■ **Tâche demandée a**:
Recopiez mot pour mot le passage du texte sur l'observation des oiseaux au Nouveau-Brunswick qui commence à « Great Blue Heron » et se termine à « grande variété d’habitats. ».

━━ Texte à lire

Après plus de 35 ans à pratiquer ma passion de l’observation des oiseaux ici, j’en conclus que le Nouveau-Brunswick est une destination ornithologique totalement sous-estimée dans l’Est du Canada.

American Bald Eagle - Alain Clavette
Pygargues à tête blanche surveillant leur nid à Memramcook, sud-est du Nouveau-Brunswick

J’en ai entendu des choses!

  • Des chants de Parulines de toutes espèces qui défilent comme une playlist à mesure qu’on descend la rivière Restigouche au printemps, jusqu’au « swoosh » des ailes de milliers de bécasseaux sur une vasière de la baie de Fundy en été, entrecoupé par les cris stridents d’un jeune faucon pèlerin et de ses parents en pleine leçon de chasse.
  • Des cris nasillards de douzaines de Puffins majeurs nés à l’autre bout du monde au large de l’Afrique du Sud mêlés à ceux de goélands entourant un bateau sur la baie de Fundy en septembre.
  • Le chant bouillonnant de la très rare Grive de Bicknell au sommet du mont Sagamook en début de soirée de juin.
  • Une Chouette de Tengmalm qui remplit une nuit étoilée de son chant répétitif en bordure d’une tourbière de l'île Miscou à la fin mars.
  • Des nombreux Plongeons Huards qui se répondent toute la nuit aux quatre coins du lac Spednic en juillet avec une famille de Chouettes rayées engagées dans une cacophonie d’envergure à quelques mètres au-dessus de ma tente.

J’en ai vu des choses!

  • Des centaines de Fous de Bassan qui fondent vers l’eau comme des missiles à la poursuite de poisson en avril au bout d’un quai du détroit de Northumberland.
  • Des centaines de Macareux Moines enveloppant une petite île rocheuse de la baie de Fundy, l'île Machias, en juillet.
  • Des milliers de Mouettes de Bonaparte et autres laridés dans un festin servi par un tourbillon géant au bout de l'île Deer en septembre.
  • Un Harfang des Neiges à droite, une Buse Pattue à gauche et un très rare Aigle Royal droit devant dans l’immense marais de Tantramar en janvier.
  • Des milliers et des milliers de macreuses en migration se reposant au confluent de la rivière Restigouche et de la baie des Chaleurs en avril et semblant couvrir la surface de l’eau à perte de vue.
  • Le spectacle coloré que donne la concentration de plus de vingt espèces de Parulines dans des endroits comme l’île Grand Manan en mai peut donner une bonne dose d’adrénaline aux passionnés.
Great Blue Heron - Alain Clavette
À l'île Lamèque, un Grand héron monte la garde, immobile, en attendant sa prochaine proie

Comment en profiter?

En planifiant votre visite ornithologique à l’avance, vous pourrez établir la liste des espèces cibles tout en explorant la nature généreuse de la province et en visitant une grande variété d’habitats.

━━━━

■ **Tâche demandée b**:
Relevez, s'il vous plaît, chaque ligne des enregistrements ci-dessous qui contient le mot « floor ».

━━ Enregistrements fournis

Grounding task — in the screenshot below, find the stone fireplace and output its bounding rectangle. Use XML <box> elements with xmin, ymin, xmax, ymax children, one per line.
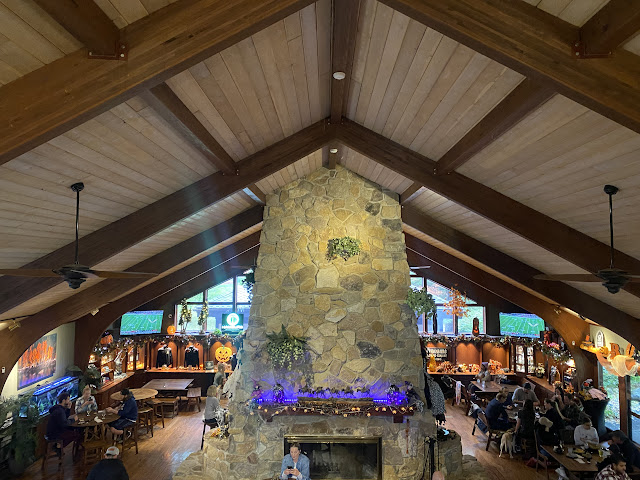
<box><xmin>203</xmin><ymin>166</ymin><xmax>444</xmax><ymax>480</ymax></box>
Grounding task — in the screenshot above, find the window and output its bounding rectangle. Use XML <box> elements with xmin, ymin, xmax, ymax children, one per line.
<box><xmin>175</xmin><ymin>275</ymin><xmax>251</xmax><ymax>334</ymax></box>
<box><xmin>411</xmin><ymin>275</ymin><xmax>485</xmax><ymax>335</ymax></box>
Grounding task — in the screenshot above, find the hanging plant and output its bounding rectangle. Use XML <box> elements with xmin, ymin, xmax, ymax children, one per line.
<box><xmin>407</xmin><ymin>288</ymin><xmax>436</xmax><ymax>320</ymax></box>
<box><xmin>266</xmin><ymin>325</ymin><xmax>308</xmax><ymax>370</ymax></box>
<box><xmin>178</xmin><ymin>298</ymin><xmax>191</xmax><ymax>333</ymax></box>
<box><xmin>327</xmin><ymin>237</ymin><xmax>362</xmax><ymax>260</ymax></box>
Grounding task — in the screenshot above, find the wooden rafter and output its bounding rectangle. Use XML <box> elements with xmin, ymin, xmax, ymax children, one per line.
<box><xmin>381</xmin><ymin>0</ymin><xmax>640</xmax><ymax>133</ymax></box>
<box><xmin>405</xmin><ymin>234</ymin><xmax>593</xmax><ymax>382</ymax></box>
<box><xmin>0</xmin><ymin>233</ymin><xmax>260</xmax><ymax>389</ymax></box>
<box><xmin>35</xmin><ymin>0</ymin><xmax>121</xmax><ymax>58</ymax></box>
<box><xmin>436</xmin><ymin>78</ymin><xmax>554</xmax><ymax>174</ymax></box>
<box><xmin>580</xmin><ymin>0</ymin><xmax>640</xmax><ymax>54</ymax></box>
<box><xmin>402</xmin><ymin>206</ymin><xmax>638</xmax><ymax>338</ymax></box>
<box><xmin>140</xmin><ymin>83</ymin><xmax>238</xmax><ymax>175</ymax></box>
<box><xmin>331</xmin><ymin>0</ymin><xmax>360</xmax><ymax>124</ymax></box>
<box><xmin>0</xmin><ymin>120</ymin><xmax>334</xmax><ymax>313</ymax></box>
<box><xmin>0</xmin><ymin>0</ymin><xmax>313</xmax><ymax>164</ymax></box>
<box><xmin>337</xmin><ymin>120</ymin><xmax>640</xmax><ymax>297</ymax></box>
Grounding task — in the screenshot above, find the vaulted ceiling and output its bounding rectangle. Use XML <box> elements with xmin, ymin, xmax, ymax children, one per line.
<box><xmin>0</xmin><ymin>0</ymin><xmax>640</xmax><ymax>388</ymax></box>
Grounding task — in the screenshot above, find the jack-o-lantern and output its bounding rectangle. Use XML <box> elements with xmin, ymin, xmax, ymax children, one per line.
<box><xmin>216</xmin><ymin>347</ymin><xmax>233</xmax><ymax>362</ymax></box>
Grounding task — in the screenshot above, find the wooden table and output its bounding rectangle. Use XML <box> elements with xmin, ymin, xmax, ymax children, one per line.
<box><xmin>542</xmin><ymin>445</ymin><xmax>600</xmax><ymax>478</ymax></box>
<box><xmin>111</xmin><ymin>385</ymin><xmax>158</xmax><ymax>402</ymax></box>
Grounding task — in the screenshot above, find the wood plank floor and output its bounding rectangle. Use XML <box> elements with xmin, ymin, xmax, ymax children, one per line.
<box><xmin>20</xmin><ymin>402</ymin><xmax>204</xmax><ymax>480</ymax></box>
<box><xmin>445</xmin><ymin>400</ymin><xmax>558</xmax><ymax>480</ymax></box>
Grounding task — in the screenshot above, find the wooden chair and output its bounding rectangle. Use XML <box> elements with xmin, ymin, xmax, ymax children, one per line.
<box><xmin>42</xmin><ymin>435</ymin><xmax>64</xmax><ymax>470</ymax></box>
<box><xmin>473</xmin><ymin>410</ymin><xmax>504</xmax><ymax>451</ymax></box>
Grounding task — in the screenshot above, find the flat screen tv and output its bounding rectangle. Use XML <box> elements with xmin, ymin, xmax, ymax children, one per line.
<box><xmin>500</xmin><ymin>312</ymin><xmax>544</xmax><ymax>338</ymax></box>
<box><xmin>120</xmin><ymin>310</ymin><xmax>164</xmax><ymax>335</ymax></box>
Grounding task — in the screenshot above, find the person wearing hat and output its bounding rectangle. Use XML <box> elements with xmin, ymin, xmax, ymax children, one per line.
<box><xmin>106</xmin><ymin>388</ymin><xmax>138</xmax><ymax>435</ymax></box>
<box><xmin>87</xmin><ymin>447</ymin><xmax>129</xmax><ymax>480</ymax></box>
<box><xmin>511</xmin><ymin>382</ymin><xmax>540</xmax><ymax>407</ymax></box>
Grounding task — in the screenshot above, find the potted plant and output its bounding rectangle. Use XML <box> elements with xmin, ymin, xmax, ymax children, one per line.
<box><xmin>327</xmin><ymin>237</ymin><xmax>362</xmax><ymax>261</ymax></box>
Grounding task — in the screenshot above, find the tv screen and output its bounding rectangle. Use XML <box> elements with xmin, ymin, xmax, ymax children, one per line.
<box><xmin>500</xmin><ymin>312</ymin><xmax>544</xmax><ymax>338</ymax></box>
<box><xmin>120</xmin><ymin>310</ymin><xmax>164</xmax><ymax>335</ymax></box>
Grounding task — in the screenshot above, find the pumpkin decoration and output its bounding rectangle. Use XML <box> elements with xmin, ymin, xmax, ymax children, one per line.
<box><xmin>216</xmin><ymin>347</ymin><xmax>233</xmax><ymax>363</ymax></box>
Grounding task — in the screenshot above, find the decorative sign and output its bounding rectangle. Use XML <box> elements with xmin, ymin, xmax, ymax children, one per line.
<box><xmin>220</xmin><ymin>313</ymin><xmax>244</xmax><ymax>335</ymax></box>
<box><xmin>18</xmin><ymin>333</ymin><xmax>58</xmax><ymax>389</ymax></box>
<box><xmin>427</xmin><ymin>347</ymin><xmax>449</xmax><ymax>362</ymax></box>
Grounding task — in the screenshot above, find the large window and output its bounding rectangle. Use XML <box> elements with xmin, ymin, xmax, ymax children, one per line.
<box><xmin>411</xmin><ymin>275</ymin><xmax>485</xmax><ymax>335</ymax></box>
<box><xmin>174</xmin><ymin>275</ymin><xmax>251</xmax><ymax>333</ymax></box>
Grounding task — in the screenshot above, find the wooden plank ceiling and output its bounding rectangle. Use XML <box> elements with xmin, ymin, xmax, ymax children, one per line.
<box><xmin>0</xmin><ymin>0</ymin><xmax>640</xmax><ymax>338</ymax></box>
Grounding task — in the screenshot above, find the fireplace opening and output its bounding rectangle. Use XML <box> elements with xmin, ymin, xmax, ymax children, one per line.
<box><xmin>284</xmin><ymin>435</ymin><xmax>382</xmax><ymax>480</ymax></box>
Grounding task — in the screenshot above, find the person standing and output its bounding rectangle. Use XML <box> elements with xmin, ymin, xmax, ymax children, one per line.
<box><xmin>87</xmin><ymin>447</ymin><xmax>129</xmax><ymax>480</ymax></box>
<box><xmin>280</xmin><ymin>443</ymin><xmax>310</xmax><ymax>480</ymax></box>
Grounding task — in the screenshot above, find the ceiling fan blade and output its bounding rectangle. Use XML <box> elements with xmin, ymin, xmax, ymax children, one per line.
<box><xmin>87</xmin><ymin>270</ymin><xmax>158</xmax><ymax>278</ymax></box>
<box><xmin>533</xmin><ymin>273</ymin><xmax>603</xmax><ymax>282</ymax></box>
<box><xmin>0</xmin><ymin>268</ymin><xmax>59</xmax><ymax>277</ymax></box>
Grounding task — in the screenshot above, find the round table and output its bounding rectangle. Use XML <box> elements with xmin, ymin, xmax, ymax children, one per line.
<box><xmin>111</xmin><ymin>388</ymin><xmax>158</xmax><ymax>402</ymax></box>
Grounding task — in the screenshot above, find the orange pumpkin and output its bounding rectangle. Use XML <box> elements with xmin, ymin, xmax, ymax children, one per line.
<box><xmin>216</xmin><ymin>347</ymin><xmax>233</xmax><ymax>362</ymax></box>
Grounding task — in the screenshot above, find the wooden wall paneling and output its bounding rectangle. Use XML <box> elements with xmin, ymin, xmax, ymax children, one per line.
<box><xmin>405</xmin><ymin>235</ymin><xmax>595</xmax><ymax>382</ymax></box>
<box><xmin>383</xmin><ymin>0</ymin><xmax>640</xmax><ymax>132</ymax></box>
<box><xmin>337</xmin><ymin>121</ymin><xmax>640</xmax><ymax>296</ymax></box>
<box><xmin>0</xmin><ymin>121</ymin><xmax>333</xmax><ymax>311</ymax></box>
<box><xmin>0</xmin><ymin>0</ymin><xmax>318</xmax><ymax>162</ymax></box>
<box><xmin>35</xmin><ymin>0</ymin><xmax>120</xmax><ymax>55</ymax></box>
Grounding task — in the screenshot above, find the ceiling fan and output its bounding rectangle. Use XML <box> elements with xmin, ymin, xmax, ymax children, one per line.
<box><xmin>0</xmin><ymin>182</ymin><xmax>158</xmax><ymax>289</ymax></box>
<box><xmin>533</xmin><ymin>185</ymin><xmax>640</xmax><ymax>293</ymax></box>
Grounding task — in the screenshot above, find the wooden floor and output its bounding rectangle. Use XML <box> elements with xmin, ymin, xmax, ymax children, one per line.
<box><xmin>20</xmin><ymin>402</ymin><xmax>204</xmax><ymax>480</ymax></box>
<box><xmin>445</xmin><ymin>400</ymin><xmax>558</xmax><ymax>480</ymax></box>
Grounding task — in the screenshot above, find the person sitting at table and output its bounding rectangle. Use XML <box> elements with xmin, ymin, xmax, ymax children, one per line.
<box><xmin>106</xmin><ymin>388</ymin><xmax>138</xmax><ymax>435</ymax></box>
<box><xmin>280</xmin><ymin>443</ymin><xmax>310</xmax><ymax>480</ymax></box>
<box><xmin>484</xmin><ymin>393</ymin><xmax>511</xmax><ymax>430</ymax></box>
<box><xmin>46</xmin><ymin>392</ymin><xmax>80</xmax><ymax>455</ymax></box>
<box><xmin>513</xmin><ymin>382</ymin><xmax>540</xmax><ymax>407</ymax></box>
<box><xmin>573</xmin><ymin>417</ymin><xmax>600</xmax><ymax>447</ymax></box>
<box><xmin>76</xmin><ymin>385</ymin><xmax>98</xmax><ymax>414</ymax></box>
<box><xmin>87</xmin><ymin>447</ymin><xmax>129</xmax><ymax>480</ymax></box>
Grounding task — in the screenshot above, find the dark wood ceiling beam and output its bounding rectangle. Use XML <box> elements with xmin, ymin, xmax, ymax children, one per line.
<box><xmin>381</xmin><ymin>0</ymin><xmax>640</xmax><ymax>133</ymax></box>
<box><xmin>436</xmin><ymin>78</ymin><xmax>555</xmax><ymax>174</ymax></box>
<box><xmin>140</xmin><ymin>83</ymin><xmax>238</xmax><ymax>175</ymax></box>
<box><xmin>580</xmin><ymin>0</ymin><xmax>640</xmax><ymax>55</ymax></box>
<box><xmin>0</xmin><ymin>0</ymin><xmax>313</xmax><ymax>164</ymax></box>
<box><xmin>337</xmin><ymin>119</ymin><xmax>640</xmax><ymax>297</ymax></box>
<box><xmin>402</xmin><ymin>206</ymin><xmax>640</xmax><ymax>338</ymax></box>
<box><xmin>331</xmin><ymin>0</ymin><xmax>360</xmax><ymax>124</ymax></box>
<box><xmin>35</xmin><ymin>0</ymin><xmax>122</xmax><ymax>58</ymax></box>
<box><xmin>405</xmin><ymin>234</ymin><xmax>596</xmax><ymax>382</ymax></box>
<box><xmin>0</xmin><ymin>232</ymin><xmax>260</xmax><ymax>389</ymax></box>
<box><xmin>0</xmin><ymin>120</ymin><xmax>334</xmax><ymax>313</ymax></box>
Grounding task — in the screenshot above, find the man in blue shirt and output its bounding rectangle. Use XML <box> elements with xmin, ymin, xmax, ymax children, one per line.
<box><xmin>106</xmin><ymin>388</ymin><xmax>138</xmax><ymax>435</ymax></box>
<box><xmin>280</xmin><ymin>443</ymin><xmax>310</xmax><ymax>480</ymax></box>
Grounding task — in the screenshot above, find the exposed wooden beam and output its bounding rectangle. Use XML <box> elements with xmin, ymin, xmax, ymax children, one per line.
<box><xmin>436</xmin><ymin>78</ymin><xmax>555</xmax><ymax>174</ymax></box>
<box><xmin>381</xmin><ymin>0</ymin><xmax>640</xmax><ymax>133</ymax></box>
<box><xmin>0</xmin><ymin>120</ymin><xmax>334</xmax><ymax>313</ymax></box>
<box><xmin>580</xmin><ymin>0</ymin><xmax>640</xmax><ymax>54</ymax></box>
<box><xmin>331</xmin><ymin>0</ymin><xmax>360</xmax><ymax>125</ymax></box>
<box><xmin>400</xmin><ymin>182</ymin><xmax>426</xmax><ymax>205</ymax></box>
<box><xmin>140</xmin><ymin>83</ymin><xmax>237</xmax><ymax>175</ymax></box>
<box><xmin>35</xmin><ymin>0</ymin><xmax>123</xmax><ymax>58</ymax></box>
<box><xmin>0</xmin><ymin>0</ymin><xmax>313</xmax><ymax>164</ymax></box>
<box><xmin>337</xmin><ymin>119</ymin><xmax>640</xmax><ymax>297</ymax></box>
<box><xmin>0</xmin><ymin>232</ymin><xmax>260</xmax><ymax>389</ymax></box>
<box><xmin>402</xmin><ymin>207</ymin><xmax>640</xmax><ymax>345</ymax></box>
<box><xmin>405</xmin><ymin>234</ymin><xmax>594</xmax><ymax>382</ymax></box>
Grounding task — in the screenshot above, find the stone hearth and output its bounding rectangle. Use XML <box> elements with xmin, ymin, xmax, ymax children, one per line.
<box><xmin>203</xmin><ymin>167</ymin><xmax>435</xmax><ymax>480</ymax></box>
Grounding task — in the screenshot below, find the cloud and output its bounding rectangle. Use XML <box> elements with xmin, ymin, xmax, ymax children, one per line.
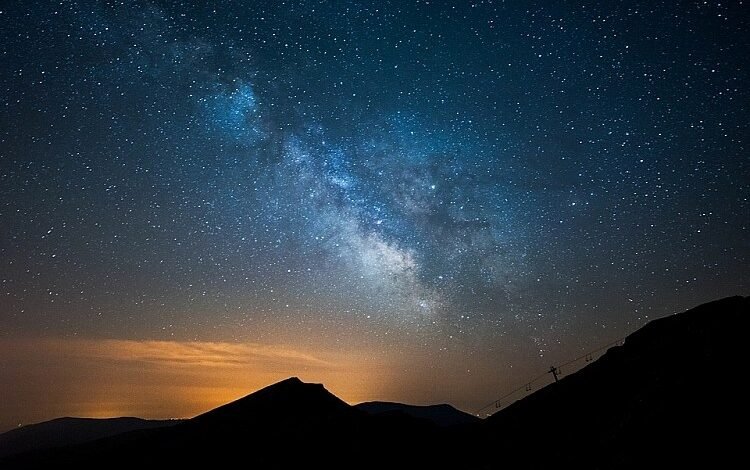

━━━━

■ **Solution rédigée a**:
Great Blue Heron - Alain Clavette
À l'île Lamèque, un Grand héron monte la garde, immobile, en attendant sa prochaine proie

Comment en profiter?

En planifiant votre visite ornithologique à l’avance, vous pourrez établir la liste des espèces cibles tout en explorant la nature généreuse de la province et en visitant une grande variété d’habitats.

■ **Solution rédigée b**:
Grounding task — in the screenshot above, find the wood plank floor and output its bounding rectangle. Use XML <box> elements with xmin, ymin, xmax, ymax children, one per line.
Grounding task — in the screenshot above, find the wooden floor and output its bounding rectangle. Use XML <box> elements with xmin, ymin, xmax, ymax children, one per line.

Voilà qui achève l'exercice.